▶ Stated problem
Swap "marker" for "dot" in the data from the line with "like point(406, 293)." up to and including the line with "point(403, 246)", changing nothing else. Give back only those lines.

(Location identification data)
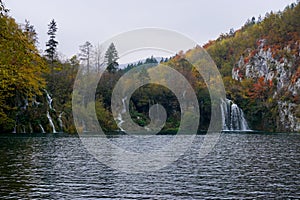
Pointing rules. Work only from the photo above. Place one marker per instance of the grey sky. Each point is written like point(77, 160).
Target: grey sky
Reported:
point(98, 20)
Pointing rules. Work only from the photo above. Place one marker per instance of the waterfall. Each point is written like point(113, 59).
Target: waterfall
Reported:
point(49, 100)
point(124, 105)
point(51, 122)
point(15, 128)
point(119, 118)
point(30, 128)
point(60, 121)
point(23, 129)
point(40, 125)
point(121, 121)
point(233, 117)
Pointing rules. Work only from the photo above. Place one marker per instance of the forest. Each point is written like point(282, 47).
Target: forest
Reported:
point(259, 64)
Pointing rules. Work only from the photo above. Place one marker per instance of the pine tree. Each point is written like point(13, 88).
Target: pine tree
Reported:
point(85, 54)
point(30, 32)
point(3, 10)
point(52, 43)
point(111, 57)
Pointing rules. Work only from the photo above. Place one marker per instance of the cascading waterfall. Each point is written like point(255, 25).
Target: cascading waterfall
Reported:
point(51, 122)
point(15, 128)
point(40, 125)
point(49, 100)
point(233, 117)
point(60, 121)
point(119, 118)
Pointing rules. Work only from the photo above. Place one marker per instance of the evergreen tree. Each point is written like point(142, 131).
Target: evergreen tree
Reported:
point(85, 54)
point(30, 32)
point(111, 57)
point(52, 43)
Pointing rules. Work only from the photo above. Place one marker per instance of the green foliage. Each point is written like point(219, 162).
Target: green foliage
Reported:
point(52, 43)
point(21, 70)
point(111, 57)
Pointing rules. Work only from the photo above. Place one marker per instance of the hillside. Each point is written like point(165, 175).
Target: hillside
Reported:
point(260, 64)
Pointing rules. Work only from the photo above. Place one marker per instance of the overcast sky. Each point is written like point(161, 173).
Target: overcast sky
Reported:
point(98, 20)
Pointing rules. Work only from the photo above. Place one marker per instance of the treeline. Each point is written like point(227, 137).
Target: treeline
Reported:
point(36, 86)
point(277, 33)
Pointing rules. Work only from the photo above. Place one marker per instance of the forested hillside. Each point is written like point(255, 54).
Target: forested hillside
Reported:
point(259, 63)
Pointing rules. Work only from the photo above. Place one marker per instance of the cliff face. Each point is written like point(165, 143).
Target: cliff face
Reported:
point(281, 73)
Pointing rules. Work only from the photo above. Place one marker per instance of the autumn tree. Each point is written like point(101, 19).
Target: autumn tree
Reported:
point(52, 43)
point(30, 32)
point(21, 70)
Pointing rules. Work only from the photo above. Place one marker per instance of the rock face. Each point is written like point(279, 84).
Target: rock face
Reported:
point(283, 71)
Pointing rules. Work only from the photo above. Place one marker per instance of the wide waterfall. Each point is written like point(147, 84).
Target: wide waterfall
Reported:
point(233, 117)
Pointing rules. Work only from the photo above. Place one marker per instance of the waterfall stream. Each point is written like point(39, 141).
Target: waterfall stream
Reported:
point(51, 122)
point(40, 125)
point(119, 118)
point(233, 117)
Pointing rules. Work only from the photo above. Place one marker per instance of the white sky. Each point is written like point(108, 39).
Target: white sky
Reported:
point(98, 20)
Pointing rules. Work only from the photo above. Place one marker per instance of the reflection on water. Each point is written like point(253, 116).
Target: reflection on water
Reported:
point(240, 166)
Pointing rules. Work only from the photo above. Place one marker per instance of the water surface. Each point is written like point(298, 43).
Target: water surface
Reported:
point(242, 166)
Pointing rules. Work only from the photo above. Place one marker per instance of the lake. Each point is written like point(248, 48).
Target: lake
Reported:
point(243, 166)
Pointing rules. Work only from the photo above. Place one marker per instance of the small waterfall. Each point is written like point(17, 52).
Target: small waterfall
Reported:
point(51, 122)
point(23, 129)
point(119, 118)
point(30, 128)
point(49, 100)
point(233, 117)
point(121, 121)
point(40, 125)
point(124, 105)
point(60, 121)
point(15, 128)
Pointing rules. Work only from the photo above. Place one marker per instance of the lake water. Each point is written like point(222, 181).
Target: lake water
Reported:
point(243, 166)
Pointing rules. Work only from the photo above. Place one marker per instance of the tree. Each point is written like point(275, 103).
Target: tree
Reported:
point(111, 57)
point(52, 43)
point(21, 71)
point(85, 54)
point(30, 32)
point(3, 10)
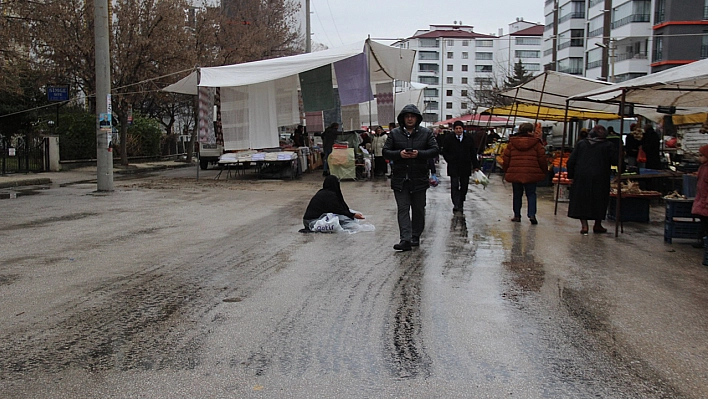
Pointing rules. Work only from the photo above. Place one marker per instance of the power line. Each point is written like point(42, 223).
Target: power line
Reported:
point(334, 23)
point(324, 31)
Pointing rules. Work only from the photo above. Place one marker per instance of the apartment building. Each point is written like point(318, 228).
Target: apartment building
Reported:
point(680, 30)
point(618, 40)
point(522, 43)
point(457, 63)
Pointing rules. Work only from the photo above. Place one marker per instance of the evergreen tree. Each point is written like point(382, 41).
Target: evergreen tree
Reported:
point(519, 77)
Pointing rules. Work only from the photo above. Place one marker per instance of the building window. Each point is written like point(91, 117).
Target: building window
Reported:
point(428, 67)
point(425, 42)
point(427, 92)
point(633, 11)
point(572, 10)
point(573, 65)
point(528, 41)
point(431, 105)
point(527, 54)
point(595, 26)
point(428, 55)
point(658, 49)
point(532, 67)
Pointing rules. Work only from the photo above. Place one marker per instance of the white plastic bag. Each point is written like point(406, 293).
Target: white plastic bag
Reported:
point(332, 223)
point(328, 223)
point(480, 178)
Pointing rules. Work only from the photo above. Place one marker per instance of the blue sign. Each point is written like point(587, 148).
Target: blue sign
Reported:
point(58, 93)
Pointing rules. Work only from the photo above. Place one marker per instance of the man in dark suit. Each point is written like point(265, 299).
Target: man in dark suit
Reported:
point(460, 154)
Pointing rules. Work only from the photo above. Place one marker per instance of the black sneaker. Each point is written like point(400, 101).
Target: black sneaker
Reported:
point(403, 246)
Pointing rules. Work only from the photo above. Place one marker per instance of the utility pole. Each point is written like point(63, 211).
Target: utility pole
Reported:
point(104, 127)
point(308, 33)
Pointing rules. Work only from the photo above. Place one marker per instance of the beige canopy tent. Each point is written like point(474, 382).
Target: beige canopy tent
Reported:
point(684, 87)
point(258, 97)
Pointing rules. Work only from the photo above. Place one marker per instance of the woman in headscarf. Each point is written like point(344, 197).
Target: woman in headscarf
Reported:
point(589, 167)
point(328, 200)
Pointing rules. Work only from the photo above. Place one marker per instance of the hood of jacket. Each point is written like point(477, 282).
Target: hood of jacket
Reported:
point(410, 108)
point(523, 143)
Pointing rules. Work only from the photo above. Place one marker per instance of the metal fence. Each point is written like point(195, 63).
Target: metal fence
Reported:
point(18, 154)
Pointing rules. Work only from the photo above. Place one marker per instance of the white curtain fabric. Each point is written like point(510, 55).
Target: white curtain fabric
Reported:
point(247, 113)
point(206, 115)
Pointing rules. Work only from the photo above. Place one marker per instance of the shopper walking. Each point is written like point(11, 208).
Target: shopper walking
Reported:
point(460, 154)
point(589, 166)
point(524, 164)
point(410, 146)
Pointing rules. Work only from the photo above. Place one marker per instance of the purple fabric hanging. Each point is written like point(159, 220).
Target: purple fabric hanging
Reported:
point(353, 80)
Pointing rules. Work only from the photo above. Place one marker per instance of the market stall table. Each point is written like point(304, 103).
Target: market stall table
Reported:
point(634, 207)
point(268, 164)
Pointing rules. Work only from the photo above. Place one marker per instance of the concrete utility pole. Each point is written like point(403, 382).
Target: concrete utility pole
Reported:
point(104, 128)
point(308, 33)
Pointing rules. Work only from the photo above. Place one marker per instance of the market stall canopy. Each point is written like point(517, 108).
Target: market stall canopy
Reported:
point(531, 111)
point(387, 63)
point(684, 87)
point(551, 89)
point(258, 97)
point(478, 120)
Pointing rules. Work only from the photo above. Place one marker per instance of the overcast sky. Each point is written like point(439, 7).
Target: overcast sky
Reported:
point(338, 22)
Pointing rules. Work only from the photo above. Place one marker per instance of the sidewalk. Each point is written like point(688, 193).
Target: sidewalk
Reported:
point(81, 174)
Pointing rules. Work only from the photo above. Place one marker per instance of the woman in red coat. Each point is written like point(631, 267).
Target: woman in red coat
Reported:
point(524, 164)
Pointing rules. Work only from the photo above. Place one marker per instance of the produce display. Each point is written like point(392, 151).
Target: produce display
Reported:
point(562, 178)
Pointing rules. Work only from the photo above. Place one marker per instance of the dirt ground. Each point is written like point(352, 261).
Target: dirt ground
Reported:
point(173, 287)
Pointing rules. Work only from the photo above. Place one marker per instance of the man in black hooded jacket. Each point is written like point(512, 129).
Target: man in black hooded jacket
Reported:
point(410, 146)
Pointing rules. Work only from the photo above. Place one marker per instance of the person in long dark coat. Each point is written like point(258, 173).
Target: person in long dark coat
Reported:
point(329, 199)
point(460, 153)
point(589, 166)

▶ The result
Pointing rules. Work only from the photo above. Place one dot per instance of the white plastic bag. Each point is written like point(406, 293).
Target: white plastic bag
Reported:
point(332, 223)
point(328, 223)
point(480, 178)
Pointing rules. Work only from the photo above. Place one dot per instance of the blue sign. Each point is written like point(587, 148).
Target: blue sign
Reported:
point(58, 93)
Pointing rules. Work only from the photo above. Place one dot per instance of the man in dark suit. Each point is written like point(265, 299).
Target: man in dark suit
Reported:
point(460, 154)
Pointing rules. Work only from the photo above. Place one dot per instance of the black sneaker. Each point is written like point(400, 101).
Target: black sneaker
Reported:
point(403, 246)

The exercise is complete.